* _Page text_:

I only use one egg. More than one egg, I think, makes cookies cake-like.
I weigh my ingredients for better results.
I use fine sea salt in the cookie and garnish the baked cookies with some French-flaked sea salt. I prefer Maldon.
I use both soda and baking powder. This creates a bigger bakery style of CCC.
I use Singing Dog Organic Vanilla Extract. Apart from the quality of chocolate, which lends your cookie’s most prominent flavor profile, the flavor of vanilla complementarily supports and adds depth to it.
My dream CCC has lots of chips. I use 2 cups; 1 cup of semi-sweet chocolate chips with at least 60 percent cacao content from Valrhona or Callebaut and 1 cup of Valrhona or Callebaut milk chocolate chips. If you want a traditional cookie, stick with semisweet chips, but if you want a more intense chocolate flavor, opt for the Valrhona, Ghirardelli, or Guittard 60 percent cacao chips. I use this brand of Keto Chocolate chips for some recipes. These keto chips melt properly for baking and taste delicious.
I also make some variations of the traditional CCC. I like to add coarsely chopped pecans and walnuts, big enough so you can see them. They benefit from the oven’s heat and toast as the cookie bakes. I also like some oats and will add ¼ cup old-fashioned oats but cut back on some of the flour to make up for it.
The traditional baking temperature for CCC is 350 degrees, depending on your oven and how it bakes. I recommend using an oven thermometer. It also depends on your baking sheets. The darker the pan, the darker the cookie. You must bake a test pan first and adjust the temperature and time accordingly. Also, ensure your dough is cold when it goes into the oven for a uniform cookie shape.

* _Data lines_:
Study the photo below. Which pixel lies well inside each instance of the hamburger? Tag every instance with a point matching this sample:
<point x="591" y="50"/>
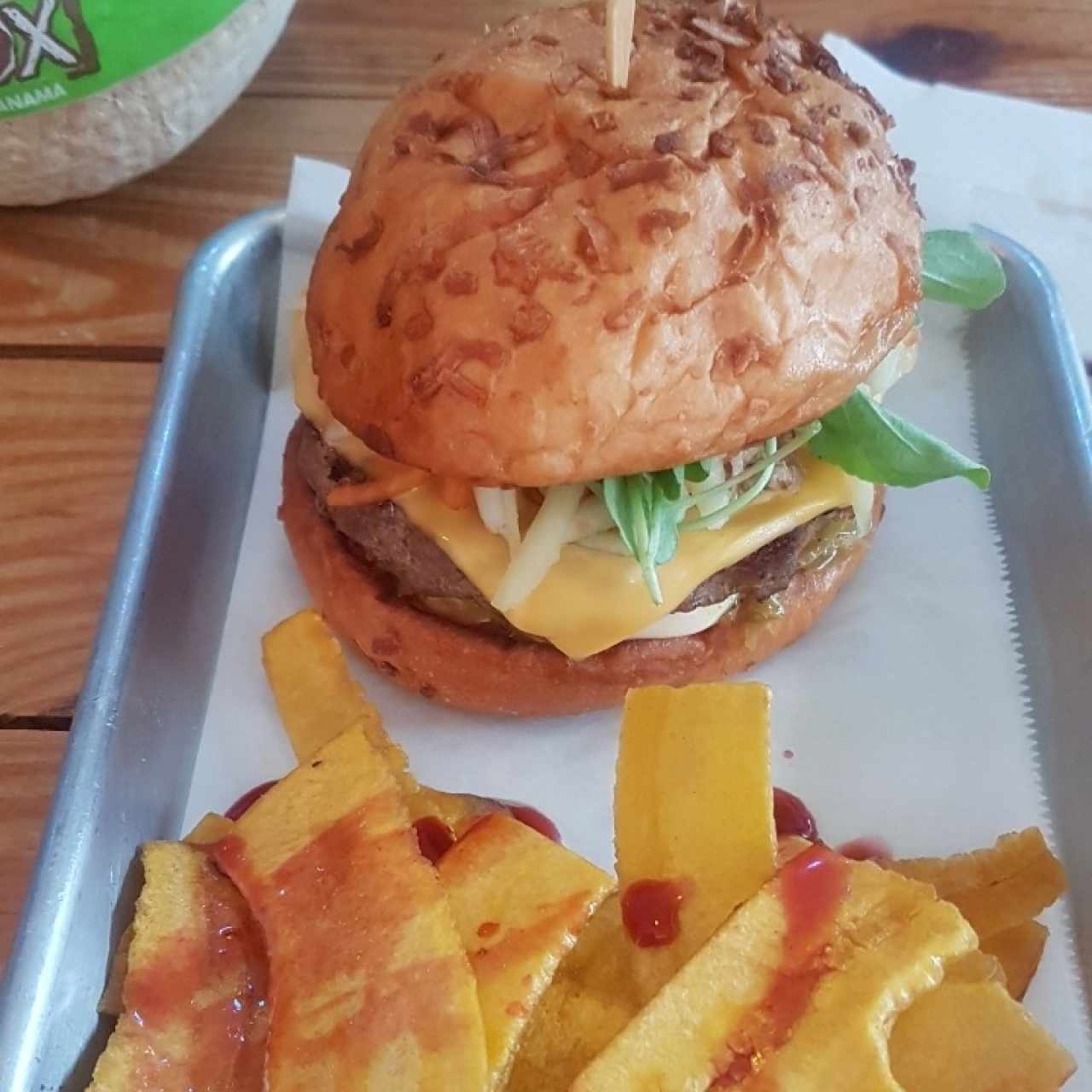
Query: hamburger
<point x="593" y="390"/>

* _What you need to do_:
[1] Answer these about the chocolate chip cookie tips:
(a) How many eggs does the writer use?
(b) Which brand of French-flaked sea salt does the writer prefer?
(c) What tool does the writer recommend for the oven?
[2] Write the next part of the chocolate chip cookie tips, picking up after the last tip shown.

* _Results of the tasks_:
[1]
(a) One egg.
(b) Maldon.
(c) An oven thermometer.

[2]
I store the dough in the fridge overnight before baking the cookies. It lets the flour soak up the moisture and creates well-shaped cookies.
I like to use a two-inch cookie scooper to ensure they’re all the same size. Scoop the chilled cookie dough onto a parchment-lined baking sheet or a Silpat Non-Stick Baking Sheet. Freeze the cookies on the baking sheet until solid for at least 6 hours or overnight. Once solid, you can put them into a large zipper bag and freeze them. Press out as much air as possible, label the bag, and store it in the freezer for up to 3 months.
I often give two bags: one with about six cookies for now and a second bag with up to a dozen frozen scoops for later, with baking instructions written on the bag, “Bake at 350° for 12-15 minutes.” It’s a simple, thoughtful touch that goes a long way!
Here’s a list of my favorite baking tools:
Challenger Baker’s Scale: It’s a decent scale for the price.
Oven Thermometer: An oven thermometer can help you test for hot spots and find the ideal place to place your food and baking sheets. It can also tell you if you must flip and move your food or rotate your pans mid-baking to ensure even cooking.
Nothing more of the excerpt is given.